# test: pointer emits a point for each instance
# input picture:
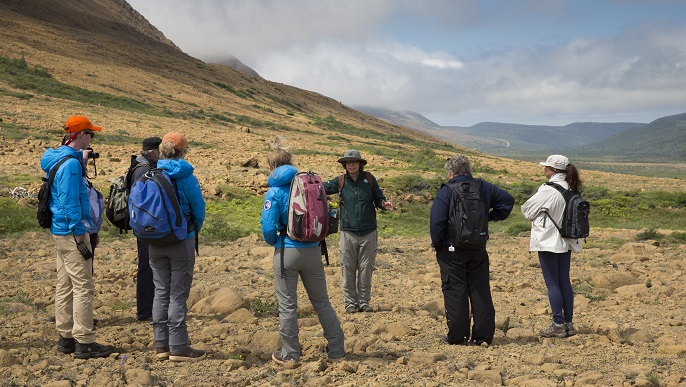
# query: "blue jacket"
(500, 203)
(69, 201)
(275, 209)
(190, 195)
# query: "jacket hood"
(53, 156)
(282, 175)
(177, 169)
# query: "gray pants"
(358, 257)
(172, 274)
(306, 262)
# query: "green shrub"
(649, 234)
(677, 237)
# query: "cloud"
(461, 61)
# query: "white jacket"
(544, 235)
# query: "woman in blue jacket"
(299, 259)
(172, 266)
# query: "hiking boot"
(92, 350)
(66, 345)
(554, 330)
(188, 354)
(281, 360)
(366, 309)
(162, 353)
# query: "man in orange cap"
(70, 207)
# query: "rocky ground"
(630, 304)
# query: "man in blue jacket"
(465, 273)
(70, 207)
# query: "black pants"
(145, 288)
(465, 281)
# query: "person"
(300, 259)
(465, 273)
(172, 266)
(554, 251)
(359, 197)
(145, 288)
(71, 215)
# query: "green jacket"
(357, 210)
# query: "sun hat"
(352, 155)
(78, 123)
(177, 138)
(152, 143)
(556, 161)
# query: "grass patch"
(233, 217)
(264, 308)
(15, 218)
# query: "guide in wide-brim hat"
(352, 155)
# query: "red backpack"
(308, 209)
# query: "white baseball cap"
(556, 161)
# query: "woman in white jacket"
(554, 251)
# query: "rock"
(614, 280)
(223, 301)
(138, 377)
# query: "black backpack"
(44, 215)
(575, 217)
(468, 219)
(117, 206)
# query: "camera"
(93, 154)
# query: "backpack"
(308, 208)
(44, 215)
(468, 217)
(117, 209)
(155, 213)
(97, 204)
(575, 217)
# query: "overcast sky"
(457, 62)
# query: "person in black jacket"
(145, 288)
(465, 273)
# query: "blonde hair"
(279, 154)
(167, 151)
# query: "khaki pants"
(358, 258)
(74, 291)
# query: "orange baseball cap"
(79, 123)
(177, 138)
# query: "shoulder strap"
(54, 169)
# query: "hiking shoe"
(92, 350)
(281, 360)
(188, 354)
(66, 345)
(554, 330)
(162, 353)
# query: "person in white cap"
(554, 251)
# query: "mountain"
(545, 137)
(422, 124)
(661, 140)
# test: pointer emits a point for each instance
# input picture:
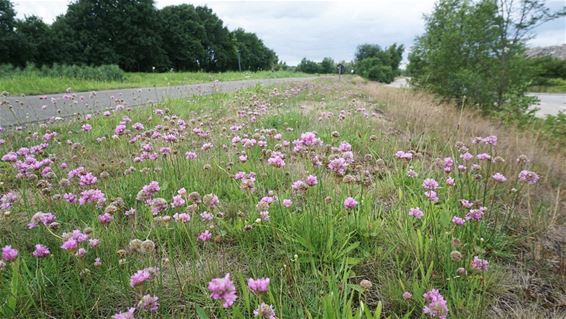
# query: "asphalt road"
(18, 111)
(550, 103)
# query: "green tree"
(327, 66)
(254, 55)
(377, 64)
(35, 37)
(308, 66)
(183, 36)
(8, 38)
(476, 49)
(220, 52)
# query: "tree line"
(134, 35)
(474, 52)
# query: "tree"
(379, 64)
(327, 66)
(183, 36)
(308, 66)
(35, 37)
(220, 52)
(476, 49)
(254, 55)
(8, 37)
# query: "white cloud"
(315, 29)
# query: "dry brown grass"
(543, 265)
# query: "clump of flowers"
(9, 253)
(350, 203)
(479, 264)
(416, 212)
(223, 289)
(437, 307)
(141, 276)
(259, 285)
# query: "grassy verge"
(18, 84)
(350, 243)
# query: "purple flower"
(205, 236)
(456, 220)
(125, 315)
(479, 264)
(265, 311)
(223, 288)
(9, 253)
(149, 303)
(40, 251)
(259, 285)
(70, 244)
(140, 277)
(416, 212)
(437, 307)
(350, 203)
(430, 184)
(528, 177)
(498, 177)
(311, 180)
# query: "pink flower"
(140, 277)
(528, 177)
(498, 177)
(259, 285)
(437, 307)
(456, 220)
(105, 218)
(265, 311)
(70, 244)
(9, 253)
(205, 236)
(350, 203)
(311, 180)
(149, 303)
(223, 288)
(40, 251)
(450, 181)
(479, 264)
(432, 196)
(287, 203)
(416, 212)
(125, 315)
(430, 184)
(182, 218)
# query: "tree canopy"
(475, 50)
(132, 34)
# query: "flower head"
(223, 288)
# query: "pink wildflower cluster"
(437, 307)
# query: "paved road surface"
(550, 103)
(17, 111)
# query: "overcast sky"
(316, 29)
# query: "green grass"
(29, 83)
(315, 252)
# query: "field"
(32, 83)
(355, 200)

**PROBLEM REQUIREMENTS**: Leave every image out, and retype the material exactly.

**ANSWER**:
# test: pointer emits a point for each instance
# input picture:
# query: "blue jacket"
(500, 203)
(69, 201)
(275, 209)
(190, 195)
# query: "jacket hood"
(53, 156)
(282, 175)
(177, 169)
# query: "gray pants"
(358, 257)
(172, 274)
(306, 262)
# query: "green shrub"
(649, 234)
(677, 237)
# query: "cloud"
(461, 61)
# query: "white jacket"
(544, 235)
# query: "woman in blue jacket"
(299, 259)
(172, 266)
# query: "hiking boot"
(92, 350)
(66, 345)
(554, 330)
(188, 354)
(281, 360)
(366, 309)
(162, 353)
# query: "man in orange cap"
(70, 207)
# query: "rocky ground"
(630, 304)
# query: "man in blue jacket"
(465, 273)
(70, 207)
# query: "black pants"
(145, 288)
(465, 281)
# query: "person"
(300, 259)
(465, 273)
(172, 266)
(554, 251)
(359, 197)
(145, 288)
(71, 215)
# query: "green jacket"
(357, 210)
# query: "sun hat"
(352, 155)
(78, 123)
(177, 138)
(152, 143)
(556, 161)
# query: "grass patch"
(233, 217)
(264, 308)
(15, 218)
# query: "guide in wide-brim hat"
(352, 155)
# query: "red backpack"
(308, 209)
# query: "white baseball cap"
(556, 161)
# query: "woman in white jacket"
(554, 251)
# query: "rock"
(614, 280)
(223, 301)
(138, 377)
# query: "black backpack"
(44, 215)
(575, 217)
(468, 219)
(117, 206)
# query: "camera"
(93, 154)
# query: "backpack"
(308, 208)
(44, 215)
(468, 217)
(117, 209)
(155, 213)
(97, 204)
(575, 217)
# query: "overcast sky"
(457, 62)
# query: "person in black jacket"
(145, 288)
(465, 273)
# query: "blonde hair"
(279, 154)
(167, 151)
# query: "khaki pants"
(358, 258)
(74, 291)
# query: "orange baseball cap"
(79, 123)
(177, 138)
# query: "shoulder strap"
(54, 169)
# query: "hiking shoe"
(92, 350)
(281, 360)
(188, 354)
(66, 345)
(554, 330)
(162, 353)
# query: "person in white cap"
(554, 251)
# query: "mountain"
(545, 137)
(422, 124)
(661, 140)
# test: pointer emits a point for each instance
# input picture:
# query: "asphalt road"
(18, 111)
(550, 103)
# query: "green tree"
(327, 66)
(254, 55)
(377, 64)
(35, 37)
(308, 66)
(183, 36)
(8, 38)
(476, 49)
(220, 52)
# query: "tree line"
(134, 35)
(474, 52)
# query: "tree"
(379, 64)
(327, 66)
(183, 36)
(308, 66)
(35, 37)
(220, 52)
(476, 49)
(254, 55)
(8, 37)
# query: "white cloud"
(315, 29)
# query: "dry brown grass"
(543, 265)
# query: "clump of flowers"
(9, 253)
(350, 203)
(479, 264)
(416, 212)
(223, 289)
(437, 307)
(141, 276)
(259, 285)
# query: "grassy verge"
(18, 84)
(350, 243)
# query: "purple flower"
(205, 236)
(456, 220)
(125, 315)
(479, 264)
(265, 311)
(223, 288)
(9, 253)
(149, 303)
(40, 251)
(259, 285)
(70, 244)
(140, 277)
(416, 212)
(437, 307)
(350, 203)
(430, 184)
(528, 177)
(498, 177)
(311, 180)
# query: "pink flower"
(140, 277)
(528, 177)
(498, 177)
(259, 285)
(437, 307)
(456, 220)
(105, 218)
(265, 311)
(70, 244)
(9, 253)
(205, 236)
(350, 203)
(311, 180)
(149, 303)
(223, 288)
(40, 251)
(450, 181)
(479, 264)
(432, 196)
(287, 203)
(416, 212)
(125, 315)
(430, 184)
(182, 218)
# query: "tree canopy"
(475, 50)
(132, 34)
# query: "flower head"
(223, 288)
# query: "pink wildflower cluster"
(437, 307)
# query: "paved road surface"
(550, 103)
(17, 111)
# query: "overcast sky"
(316, 29)
# query: "green grass"
(29, 83)
(315, 252)
# query: "field"
(32, 83)
(355, 200)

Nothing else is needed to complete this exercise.